Return every line in the following material that contains the string "Caption".

# start of RECORDS FOR PROCESSING

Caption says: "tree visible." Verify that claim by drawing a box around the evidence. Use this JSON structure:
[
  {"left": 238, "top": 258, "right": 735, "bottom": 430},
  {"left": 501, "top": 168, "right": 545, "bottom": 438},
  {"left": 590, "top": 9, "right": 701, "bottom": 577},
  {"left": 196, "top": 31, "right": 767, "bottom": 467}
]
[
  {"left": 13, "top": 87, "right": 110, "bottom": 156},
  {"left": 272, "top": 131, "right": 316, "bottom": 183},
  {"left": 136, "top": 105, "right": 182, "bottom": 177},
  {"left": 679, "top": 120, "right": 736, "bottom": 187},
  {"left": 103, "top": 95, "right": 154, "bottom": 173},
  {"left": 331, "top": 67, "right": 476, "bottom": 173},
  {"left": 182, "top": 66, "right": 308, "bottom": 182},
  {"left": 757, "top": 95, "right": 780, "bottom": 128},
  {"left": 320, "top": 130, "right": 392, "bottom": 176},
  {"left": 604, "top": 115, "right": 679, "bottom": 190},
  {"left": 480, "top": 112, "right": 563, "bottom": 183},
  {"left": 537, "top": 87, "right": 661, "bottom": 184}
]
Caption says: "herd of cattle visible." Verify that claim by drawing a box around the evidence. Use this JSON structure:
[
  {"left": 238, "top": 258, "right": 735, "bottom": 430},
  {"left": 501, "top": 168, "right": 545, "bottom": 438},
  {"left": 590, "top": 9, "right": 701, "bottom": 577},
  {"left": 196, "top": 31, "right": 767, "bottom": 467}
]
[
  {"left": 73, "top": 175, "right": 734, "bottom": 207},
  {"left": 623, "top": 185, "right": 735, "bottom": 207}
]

# end of RECORDS FOR PROCESSING
# start of RECORDS FOR PROCESSING

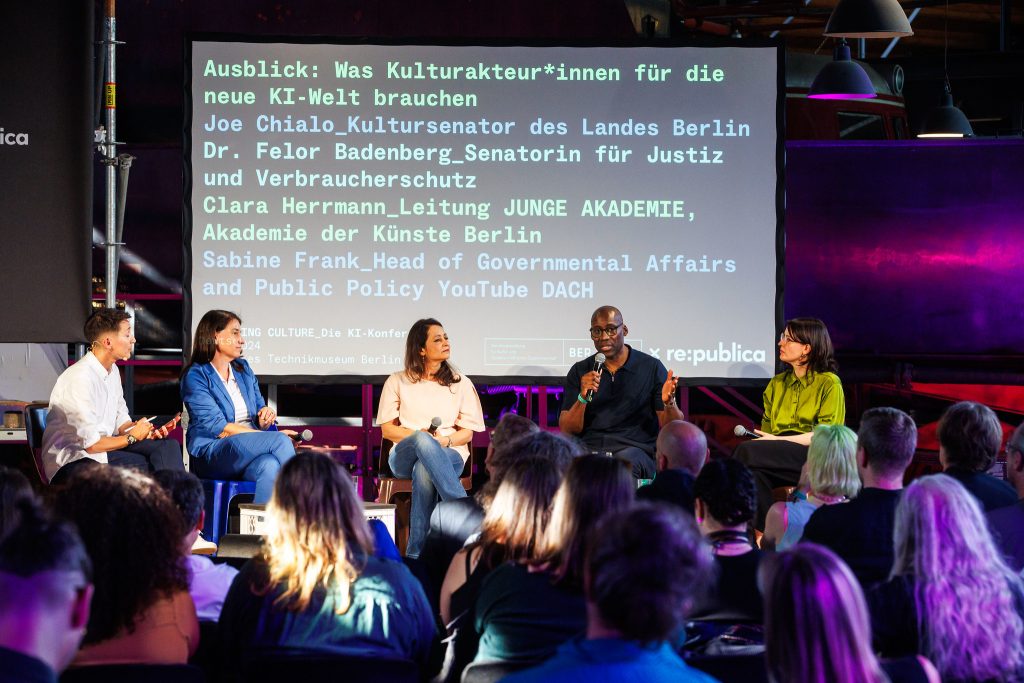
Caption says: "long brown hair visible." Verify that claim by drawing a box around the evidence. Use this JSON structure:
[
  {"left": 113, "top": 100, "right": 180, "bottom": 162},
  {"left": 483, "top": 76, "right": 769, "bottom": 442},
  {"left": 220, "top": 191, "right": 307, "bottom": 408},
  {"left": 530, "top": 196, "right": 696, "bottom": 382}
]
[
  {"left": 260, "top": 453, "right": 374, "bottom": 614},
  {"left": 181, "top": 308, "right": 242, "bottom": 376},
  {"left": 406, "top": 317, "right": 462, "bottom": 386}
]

# end of RECORDS FOR PROCESSING

**SOLUTION TO THIS EXERCISE:**
Caption says: "tree visible." Verify that claim by drawing a box around the evidence. Use this JSON structure:
Caption says: "herd of cattle visible." Verify that claim by drawing a box around the evidence. Use this JSON structure:
Caption says: "long brown hair visible." Verify that claim by drawing a box around the evidence. Use this JSON structure:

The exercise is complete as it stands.